WHAT IS EXPECTED:
Answer these questions from the forum post about Haditha.
(a) How much does the post say was paid to the Haditha victims?
(b) At which camp does the post say the men are held in solitary confinement?
(c) How many hours a day are the men behind bars?

PJay
Well-Known Member
http://michellemalkin.com/archives/005385.htm
http://www.marinecorpstimes.com/story.php?f=1-292925-1875786.php
It's the citizen's word that started this and seems to me they have learned such charges pay off..and I do mean cash! I think we now are in a situation that those charged will have to be found guilty of something?
The fact that our leaders paid the victims families shortly after the incident speaks volumes to this entire mess. I think this is about money the more I read and see how all this is unfolding.
Could these charges be for financial gain?
For the uninformed: http://news.yahoo.com/s/nm/20060531/ts_nm/iraq_usa_haditha_dc_6
My understanding ..we literally hand out money (cash) to civilians who have valid claims to damages. We bust a window, one of our vehicles bumps into a car, one of our bullets hits some Iraqi's truck..they can file a complaint and get cash. The above shows that we paid the Haditha victims to the tune of $38,000 but some were not recognized as our fault.
Beside the obvious political and propaganda value of the current claims from Haditha could "MONEY" be a driving motive for the accusations being leveled at our Marines?
Big mistake is that we paid the victims families before an investigation. That practice really needs to be evaluated IMO! To me payment is an admission to guilt in itself.
I am told in their culture, "a cash payment is required as an apology for what happened, it is not an admission of anything beyond that the person in question is, in fact, dead." Not sure. But are we setting our troops up for charges by playing a dangerous money game? I cannot believe this!! Someone explain this if you can...makes no sense whatsoever!!!
The men are in solitary confinement, locked in 8'x8' cells at San Diego's Camp Pendleton, as investigators probe an April 26 incident involving the 3rd Battalion, 5th Regiment, 1st Marine Division. They are behind bars 23 hours a day; family members can only see them through inch-thick Plexiglas. Military blabbermouths have told the press that the service members are suspected of kidnapping and shooting a man in the Iraqi town of Hamdaniya. The Iraqi man's family reportedly came forward seeking payment for his death as media hysteria set in over the separate alleged atrocity in
Haditha.

SOURCE DATA:
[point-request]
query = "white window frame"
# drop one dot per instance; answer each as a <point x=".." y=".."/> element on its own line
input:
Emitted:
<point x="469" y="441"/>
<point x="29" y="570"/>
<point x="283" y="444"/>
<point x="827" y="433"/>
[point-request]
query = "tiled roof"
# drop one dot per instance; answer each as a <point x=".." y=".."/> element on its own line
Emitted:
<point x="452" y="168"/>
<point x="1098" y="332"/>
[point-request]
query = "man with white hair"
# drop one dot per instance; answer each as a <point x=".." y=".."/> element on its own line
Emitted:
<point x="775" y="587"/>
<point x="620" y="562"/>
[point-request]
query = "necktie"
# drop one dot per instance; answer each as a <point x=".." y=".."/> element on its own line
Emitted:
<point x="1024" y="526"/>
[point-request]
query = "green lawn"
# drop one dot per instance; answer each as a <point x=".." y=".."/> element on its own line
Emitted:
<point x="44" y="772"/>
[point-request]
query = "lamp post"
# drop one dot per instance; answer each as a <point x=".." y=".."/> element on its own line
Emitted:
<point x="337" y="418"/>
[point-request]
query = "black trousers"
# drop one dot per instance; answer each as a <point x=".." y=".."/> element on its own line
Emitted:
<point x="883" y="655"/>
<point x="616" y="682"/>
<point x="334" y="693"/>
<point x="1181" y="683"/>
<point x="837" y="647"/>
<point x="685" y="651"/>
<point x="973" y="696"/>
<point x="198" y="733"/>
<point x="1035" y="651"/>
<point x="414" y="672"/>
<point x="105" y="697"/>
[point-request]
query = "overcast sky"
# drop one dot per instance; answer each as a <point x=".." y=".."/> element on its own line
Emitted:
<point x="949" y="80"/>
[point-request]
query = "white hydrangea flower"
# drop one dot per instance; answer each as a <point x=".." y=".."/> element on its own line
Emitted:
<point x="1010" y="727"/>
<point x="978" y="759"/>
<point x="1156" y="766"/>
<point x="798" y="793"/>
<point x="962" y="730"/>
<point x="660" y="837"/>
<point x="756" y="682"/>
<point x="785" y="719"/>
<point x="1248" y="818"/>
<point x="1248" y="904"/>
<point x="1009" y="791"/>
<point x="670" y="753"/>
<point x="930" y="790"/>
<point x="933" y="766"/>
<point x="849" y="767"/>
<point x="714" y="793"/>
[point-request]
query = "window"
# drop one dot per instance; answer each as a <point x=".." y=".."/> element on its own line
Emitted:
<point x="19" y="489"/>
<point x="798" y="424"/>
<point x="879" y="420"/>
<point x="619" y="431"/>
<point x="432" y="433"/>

OUTPUT OF THE EXERCISE:
(a) $38,000
(b) Camp Pendleton, in San Diego
(c) 23 hours